**What this task involves:** Without pictures, repeat the lines of the entries from the one containing "Study the photograph above. For every instance of the shoreline" through the last, both ends included, and nothing else.

[Start of Attachment]

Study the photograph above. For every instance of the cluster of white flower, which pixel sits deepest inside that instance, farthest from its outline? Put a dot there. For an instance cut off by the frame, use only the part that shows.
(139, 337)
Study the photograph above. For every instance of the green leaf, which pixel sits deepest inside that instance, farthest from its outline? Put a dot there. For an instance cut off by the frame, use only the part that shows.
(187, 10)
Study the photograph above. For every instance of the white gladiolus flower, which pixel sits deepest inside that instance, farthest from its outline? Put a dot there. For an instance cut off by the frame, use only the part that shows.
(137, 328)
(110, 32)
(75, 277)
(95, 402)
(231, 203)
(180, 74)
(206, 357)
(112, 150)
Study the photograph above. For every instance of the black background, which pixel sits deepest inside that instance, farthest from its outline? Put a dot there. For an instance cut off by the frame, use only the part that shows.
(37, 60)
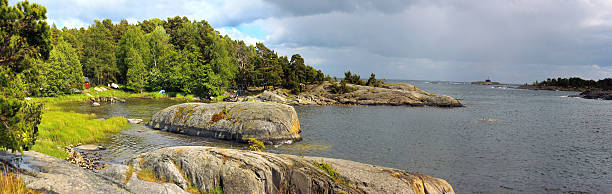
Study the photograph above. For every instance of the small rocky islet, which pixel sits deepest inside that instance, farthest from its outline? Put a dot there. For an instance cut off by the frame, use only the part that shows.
(267, 117)
(393, 94)
(271, 123)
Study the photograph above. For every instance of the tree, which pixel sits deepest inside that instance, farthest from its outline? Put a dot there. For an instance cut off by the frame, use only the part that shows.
(133, 39)
(373, 82)
(158, 44)
(137, 72)
(99, 60)
(24, 37)
(18, 124)
(63, 71)
(23, 33)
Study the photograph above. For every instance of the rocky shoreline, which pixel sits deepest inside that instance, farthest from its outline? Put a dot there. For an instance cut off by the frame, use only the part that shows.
(602, 95)
(203, 169)
(584, 92)
(271, 123)
(397, 94)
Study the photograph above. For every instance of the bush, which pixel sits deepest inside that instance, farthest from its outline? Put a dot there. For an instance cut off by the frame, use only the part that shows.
(342, 89)
(374, 82)
(330, 171)
(256, 145)
(352, 78)
(18, 123)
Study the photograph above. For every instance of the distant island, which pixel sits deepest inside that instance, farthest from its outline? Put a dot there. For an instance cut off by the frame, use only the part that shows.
(590, 89)
(486, 82)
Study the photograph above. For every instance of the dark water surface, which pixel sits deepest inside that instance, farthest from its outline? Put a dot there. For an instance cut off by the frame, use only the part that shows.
(504, 141)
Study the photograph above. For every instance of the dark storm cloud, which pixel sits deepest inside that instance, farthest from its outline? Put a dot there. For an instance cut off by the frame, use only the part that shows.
(313, 7)
(464, 40)
(484, 37)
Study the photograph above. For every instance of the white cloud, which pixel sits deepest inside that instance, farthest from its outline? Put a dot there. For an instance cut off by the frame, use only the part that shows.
(511, 41)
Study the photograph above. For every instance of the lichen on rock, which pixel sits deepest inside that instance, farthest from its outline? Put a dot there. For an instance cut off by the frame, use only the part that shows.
(236, 121)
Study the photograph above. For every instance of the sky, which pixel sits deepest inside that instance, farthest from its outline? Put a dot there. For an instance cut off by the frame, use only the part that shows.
(512, 41)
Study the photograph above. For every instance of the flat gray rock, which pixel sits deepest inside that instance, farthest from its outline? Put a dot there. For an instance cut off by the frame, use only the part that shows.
(271, 123)
(240, 171)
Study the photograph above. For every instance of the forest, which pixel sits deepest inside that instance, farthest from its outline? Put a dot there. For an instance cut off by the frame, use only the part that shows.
(575, 82)
(176, 55)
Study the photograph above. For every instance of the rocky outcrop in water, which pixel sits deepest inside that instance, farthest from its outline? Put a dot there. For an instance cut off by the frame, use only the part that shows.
(202, 169)
(239, 171)
(591, 94)
(271, 123)
(399, 94)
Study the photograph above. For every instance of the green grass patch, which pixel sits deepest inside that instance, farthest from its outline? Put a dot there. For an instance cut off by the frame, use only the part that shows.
(128, 174)
(147, 174)
(91, 92)
(217, 190)
(330, 171)
(59, 129)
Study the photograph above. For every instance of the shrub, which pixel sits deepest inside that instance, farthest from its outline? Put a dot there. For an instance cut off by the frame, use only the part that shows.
(374, 82)
(343, 88)
(330, 171)
(18, 123)
(255, 145)
(11, 183)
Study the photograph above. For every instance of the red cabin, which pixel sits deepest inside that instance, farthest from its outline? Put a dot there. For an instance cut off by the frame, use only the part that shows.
(86, 84)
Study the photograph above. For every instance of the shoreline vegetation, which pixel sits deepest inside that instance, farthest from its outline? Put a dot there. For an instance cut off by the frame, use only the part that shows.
(589, 89)
(570, 84)
(41, 66)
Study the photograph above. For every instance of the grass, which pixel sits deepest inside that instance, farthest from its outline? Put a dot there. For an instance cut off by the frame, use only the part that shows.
(11, 183)
(59, 129)
(255, 145)
(128, 174)
(217, 190)
(147, 174)
(330, 171)
(89, 93)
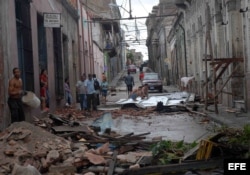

[End of Attachment]

**Answer for the task:**
Study the photograph above. For every instance of the shoreline vegetation, which pixel sits deepest inside that instance, farthest from its outline? Put a dot there. For an instance cut off by the frame, use only the part that shows.
(589, 89)
(570, 84)
(41, 66)
Study the photograph above. For every instance of the grass, which pixel sits deepest inside that instance, farthest from its outline? Put a dot there. For an instance cut off by the frame, use only the part that shows.
(11, 183)
(59, 129)
(255, 145)
(128, 174)
(217, 190)
(147, 174)
(330, 171)
(89, 93)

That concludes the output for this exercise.